DOCUMENT EXTRACT >>
Dev Update

What's new, a change in strategy, and what's coming soon

April 18, 2026

I'm very excited about v2.1.0 of §Blawx, and the corresponding v0.2.0b of the Blawx-MCP server, live now, because this is the first time §Blawx users have had access to real frontier strength agentic AI assistance in generating §Blawx code.

I want to try about a million things with it, but I can't yet, because there are a few more low-hanging fruit to grab first. Soon, the MCP server is going to be expanded so it will work across all your projects simultaneously, without needing to restart the MCP server to change projects.

Also, I'm adding write, edit, and delete capabilities to the MCP toolkit for rules, and their individual text parts. Once that's done, it should theoretically be possible to have your agent take any law on the web and convert it into the structured representation that §Blawx uses, and then start encoding it for you.

When those changes are made, there will be a new version of Blawx-MCP to make them available.

Later, the primary objective will be to deploy a version of Blawx-MCP live as a remote MCP server. That's going to take a little while, but once it's done it will mean that anyone with a paid §Blawx account will be able to add §Blawx to the toolkit of any AI Agent they own that supports remote MCP. So that will include web-based versions of ChatGPT, Claude, and others, spreading the utility of §Blawx to tools that legal experts are most likely to already be using.

A Change in Strategy

I have recently changed strategy with regard to AI and §Blawx. For some time I have anticipated that the way to most effectively deploy AI with §Blawx would be to build custom workflows and expose them as tools through the §Blawx user interface.

RECORDED DATA >>
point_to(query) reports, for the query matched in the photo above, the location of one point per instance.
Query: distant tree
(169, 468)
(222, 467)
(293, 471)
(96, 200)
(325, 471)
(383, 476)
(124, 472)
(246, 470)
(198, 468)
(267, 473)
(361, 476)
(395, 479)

STUDY QUESTIONS >>
[a] Reproduce the part of the Blawx dev update starting at "Also, I'm adding" and ending at "make them available.".
[b] According to the Blawx dev update, who will be able to add §Blawx to their AI agent's toolkit once Blawx-MCP runs as a remote MCP server?
[c] Write the next part of the Blawx dev update, picking up after its last sentence.
The entries are separate material from the Blawx dev update.

ANSWERS FOR EACH ITEM >>
[a]
Also, I'm adding write, edit, and delete capabilities to the MCP toolkit for rules, and their individual text parts. Once that's done, it should theoretically be possible to have your agent take any law on the web and convert it into the structured representation that §Blawx uses, and then start encoding it for you.

When those changes are made, there will be a new version of Blawx-MCP to make them available.

[b] Anyone with a paid §Blawx account.

[c]
I have recently come to a change of heart on that. Essentially, it seems to me that anyone who is creating software that is for people, and not for AI agents, risks wasting time and effort. Five applications, each with an agent built in, are nowhere near as valuable as one agent with the ability to use all five of those applications.

There is a huge network effect in exposing tools to agents, and far less of a benefit in adding agents to tools.

The models and techniques involved in agentic AI are also advancing so quickly that it is truly hopeless for anyone (much less a single guy spending a few hours a week) to expect to be able to build anything optimized to the current models, and keep it up to date. Or to generate a user experience on par with expectations that are driven by what the frontier model companies are delivering.

From a very practical standpoint, letting people use their own AI with §Blawx also eliminates a lot of complicated pricing problems with regard to token usage.

So going forward, I will no longer be adding built-in AI features like Chats, or the previous AI Code Suggestion feature. Instead, users will be encouraged to use §Blawx alongside agentic AI systems that they obtain elsewhere. I think that's going to allow me to focus on the things that right now only §Blawx can do, and to really accelerate exploration of Rules as Code.